Objectives ▸
1) In the discussion of untouchable numbers, to what limit did Pete Lomax raise the search to match counts up to 1e5?
2) Write the next part of the untouchable-numbers discussion, picking up after its final post.

Excerpted text ▸
Unfortunately, the factors of 14641 are {1,11,121,1331} which sum to 1464.
According to https://oeis.org/A005114/b005114.txt
There are 1212 not 1,216 untouchable numbers <= 10,000
There are 13,863 not 13,886 untouchable numbers <= 100,000 --Pete Lomax (talk) 08:50, 9 February 2021 (UTC)

Yes, I see that I need to extend the search for each range of untouchable numbers.   A fix (hopefully) will be forthcoming.   Thanks for finding those errors in the REXX's output.     -- Gerard Schildberger (talk) 09:00, 9 February 2021 (UTC)
That certainly slowed up the search when I extended the search field.     -- Gerard Schildberger (talk) 09:14, 9 February 2021 (UTC)
To match up to 1e5 I increased the limit to 18*n, a tactic I would deem rather unsound. Note added to the Phix entry. --Pete Lomax (talk) 09:17, 9 February 2021 (UTC)

## reduction in the number of (counting) ranges

I've reduced the number of ranges for counting untouchable numbers.     It seems the upper limit for searching for touchable numbers was far higher than I guesstimated.     -- Gerard Schildberger (talk) 09:28, 9 February 2021 (UTC)

Dataset ▸
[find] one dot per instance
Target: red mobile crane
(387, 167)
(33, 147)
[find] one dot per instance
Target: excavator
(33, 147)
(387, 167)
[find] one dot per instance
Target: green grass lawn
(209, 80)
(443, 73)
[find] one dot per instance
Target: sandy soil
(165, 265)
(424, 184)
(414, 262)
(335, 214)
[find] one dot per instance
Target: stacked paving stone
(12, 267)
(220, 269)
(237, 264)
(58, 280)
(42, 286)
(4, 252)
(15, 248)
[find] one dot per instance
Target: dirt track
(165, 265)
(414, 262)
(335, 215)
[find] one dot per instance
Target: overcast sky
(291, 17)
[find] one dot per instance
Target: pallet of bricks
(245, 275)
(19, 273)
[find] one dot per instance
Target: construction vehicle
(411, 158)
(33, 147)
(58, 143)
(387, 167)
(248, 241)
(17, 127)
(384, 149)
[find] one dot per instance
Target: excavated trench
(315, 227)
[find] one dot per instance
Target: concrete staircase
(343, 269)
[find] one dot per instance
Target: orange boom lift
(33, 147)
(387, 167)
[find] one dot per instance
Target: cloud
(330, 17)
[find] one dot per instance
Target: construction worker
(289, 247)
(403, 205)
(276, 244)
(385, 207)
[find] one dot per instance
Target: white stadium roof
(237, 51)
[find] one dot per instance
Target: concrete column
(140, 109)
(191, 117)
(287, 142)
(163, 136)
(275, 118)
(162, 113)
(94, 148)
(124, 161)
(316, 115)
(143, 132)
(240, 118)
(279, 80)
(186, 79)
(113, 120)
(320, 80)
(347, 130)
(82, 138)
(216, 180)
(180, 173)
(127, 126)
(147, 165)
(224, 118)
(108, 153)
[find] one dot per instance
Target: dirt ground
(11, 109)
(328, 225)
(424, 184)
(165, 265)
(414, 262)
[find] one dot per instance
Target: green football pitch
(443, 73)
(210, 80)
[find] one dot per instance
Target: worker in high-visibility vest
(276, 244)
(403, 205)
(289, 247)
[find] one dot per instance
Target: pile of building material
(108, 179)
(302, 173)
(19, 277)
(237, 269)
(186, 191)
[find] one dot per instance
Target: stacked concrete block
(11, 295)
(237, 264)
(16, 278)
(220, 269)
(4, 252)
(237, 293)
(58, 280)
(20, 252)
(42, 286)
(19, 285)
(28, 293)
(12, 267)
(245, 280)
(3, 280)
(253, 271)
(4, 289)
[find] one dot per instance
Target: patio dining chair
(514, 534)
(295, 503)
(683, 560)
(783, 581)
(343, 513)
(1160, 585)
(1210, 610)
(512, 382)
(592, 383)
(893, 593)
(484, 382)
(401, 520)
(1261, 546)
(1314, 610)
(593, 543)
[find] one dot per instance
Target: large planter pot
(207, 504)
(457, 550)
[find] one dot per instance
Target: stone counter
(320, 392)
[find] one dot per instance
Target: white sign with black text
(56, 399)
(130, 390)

Task answers ▸
1) 18*n

2)
## Number of untouchable numbers up to 1 million

According to one of the OEIS links there are 150,232 untouchable numbers up to 1e6 so it looks like the REXX result (150,233) is off by one here.

I've corrected the REXX output,   the incorrect count was computed with an overreach of   18,   not   20.     -- Gerard Schildberger (talk) 21:28, 11 February 2021 (UTC)

By running the Go program with a limit of 1e6 and a sieve factor of 20 (up from 14 for 1e5), I was in fact able to verify the figure of 150,232. Factors of 18 and 19 both gave 150,233 so there must be an 'awkward' number within this range which takes some eliminating. --PureFox (talk) 09:36, 11 February 2021 (UTC)

I've managed to isolate the 'awkward' number which is 816,422. The (first) number whose proper divisors sum to this is 19,175,641 its divisors being [1, 29, 151, 841, 4379, 22801, 126991, 661229]. This explains why we need a sieve factor between 19 and 20 to catch it since neither 816,421 or 816,419 is prime. --PureFox (talk) 11:33, 11 February 2021 (UTC)

That's mighty good detective work   ...   and a true dedicated ethic.     -- Gerard Schildberger (talk) 11:45, 11 February 2021 (UTC)
Yup, found that too, and wrote this before I saw your post: The factors of 19175641 aka 29*29*151*151 are {1,29,151,841,4379,22801,126991,661229}, aka {1,29,151,29*29,29*151,151*151,29*29*151,29*151*151}, which sum to 816422, in case that helps. Interestingly the "naughty boy" is a product of so few primes, and the original above, 14641 is 11*11*11*11. --Pete Lomax (talk) 11:50, 11 February 2021 (UTC)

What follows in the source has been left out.